YOUR TASK: Copy out the lines below with every "benchmark" changed to "evaluation", leaving all else unchanged.

== PROVIDED ENTRIES ==

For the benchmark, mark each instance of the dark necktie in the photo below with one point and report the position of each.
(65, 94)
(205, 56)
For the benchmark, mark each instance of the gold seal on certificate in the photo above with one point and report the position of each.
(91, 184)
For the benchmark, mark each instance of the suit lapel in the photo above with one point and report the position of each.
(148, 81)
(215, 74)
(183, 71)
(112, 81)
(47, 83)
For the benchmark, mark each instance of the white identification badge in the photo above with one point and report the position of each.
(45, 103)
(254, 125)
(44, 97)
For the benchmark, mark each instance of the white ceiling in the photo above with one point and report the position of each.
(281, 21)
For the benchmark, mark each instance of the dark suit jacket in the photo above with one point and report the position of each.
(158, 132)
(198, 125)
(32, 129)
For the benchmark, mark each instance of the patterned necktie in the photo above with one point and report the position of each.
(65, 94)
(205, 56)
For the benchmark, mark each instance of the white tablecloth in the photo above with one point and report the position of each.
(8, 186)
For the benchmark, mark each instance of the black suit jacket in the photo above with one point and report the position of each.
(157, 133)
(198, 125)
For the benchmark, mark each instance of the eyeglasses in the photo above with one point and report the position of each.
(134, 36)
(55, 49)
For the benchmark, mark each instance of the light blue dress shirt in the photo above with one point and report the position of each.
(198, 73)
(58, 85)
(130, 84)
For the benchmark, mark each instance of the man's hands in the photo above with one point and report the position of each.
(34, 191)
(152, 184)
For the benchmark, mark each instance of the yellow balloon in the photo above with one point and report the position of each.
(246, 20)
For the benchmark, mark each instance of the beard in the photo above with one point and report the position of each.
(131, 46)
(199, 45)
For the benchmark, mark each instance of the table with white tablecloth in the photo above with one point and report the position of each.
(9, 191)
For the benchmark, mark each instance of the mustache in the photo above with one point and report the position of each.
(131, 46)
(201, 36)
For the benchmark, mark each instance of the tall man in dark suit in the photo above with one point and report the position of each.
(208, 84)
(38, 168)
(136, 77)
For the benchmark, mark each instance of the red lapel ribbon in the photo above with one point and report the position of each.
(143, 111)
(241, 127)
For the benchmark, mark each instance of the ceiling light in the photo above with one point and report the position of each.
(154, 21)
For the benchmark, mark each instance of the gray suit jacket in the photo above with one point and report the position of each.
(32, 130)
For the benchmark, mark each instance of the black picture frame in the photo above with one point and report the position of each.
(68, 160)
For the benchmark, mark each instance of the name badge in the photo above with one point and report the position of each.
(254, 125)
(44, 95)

===

THE ANSWER:
For the evaluation, mark each instance of the dark necktie in the photo below with one point and report the position of each.
(65, 94)
(205, 56)
For the evaluation, mark each instance of the gold seal on certificate in the photo above with one point and report the position of each.
(91, 184)
For the evaluation, mark each instance of the suit lapel in the photo above with one point and report the position of each.
(148, 81)
(215, 74)
(183, 71)
(112, 81)
(47, 83)
For the evaluation, mark each instance of the white identification badge in the photo above with one point and report the position of each.
(45, 103)
(254, 125)
(44, 97)
For the evaluation, mark each instance of the white ceiling in the photo above with one point and report the position of each.
(281, 21)
For the evaluation, mark each instance of the dark suit jacket in the photo above with one point and report the position of each.
(158, 132)
(198, 125)
(32, 129)
For the evaluation, mark each instance of the patterned necktie in the photo above with one point and report the position of each.
(65, 94)
(205, 56)
For the evaluation, mark each instance of the white tablecloth in the photo above with one point and report the position of each.
(8, 186)
For the evaluation, mark each instance of the black suit jacket in the photo above with one point and report the position of each.
(157, 133)
(198, 125)
For the evaluation, mark each instance of the eyeglasses in the photo above with one point and report the position of each.
(134, 36)
(55, 49)
For the evaluation, mark each instance of the light blue dress shirt in the photo above with one point and report the position of each.
(198, 73)
(58, 85)
(130, 84)
For the evaluation, mark each instance of the man's hands in the photo above with one point and report the position of each.
(34, 191)
(152, 184)
For the evaluation, mark each instance of the yellow balloon in the photo above with one point and report the position of each.
(246, 20)
For the evaluation, mark each instance of the beard in the photo above with one point and report the position of each.
(131, 46)
(199, 45)
For the evaluation, mark each instance of the table with white tablecloth in the photo above with one point and report the position of each.
(9, 191)
For the evaluation, mark each instance of the mustache in the photo above with one point and report the position of each.
(131, 46)
(201, 36)
For the evaluation, mark each instance of the tall man in dark suit in the photo above with one point and report the position of each.
(208, 84)
(38, 168)
(136, 77)
For the evaluation, mark each instance of the red lapel ribbon in the photo above with one point and report the position of each.
(143, 111)
(241, 127)
For the evaluation, mark each instance of the ceiling light in the photo above with one point and report the position of each.
(154, 21)
For the evaluation, mark each instance of the gray suit jacket in the photo above with one point and report the position of each.
(32, 130)
For the evaluation, mark each instance of the black picture frame in the photo above with one point and report the position of each.
(68, 160)
For the evaluation, mark each instance of the name badge in the photo above with one point and report the position of each.
(254, 125)
(44, 95)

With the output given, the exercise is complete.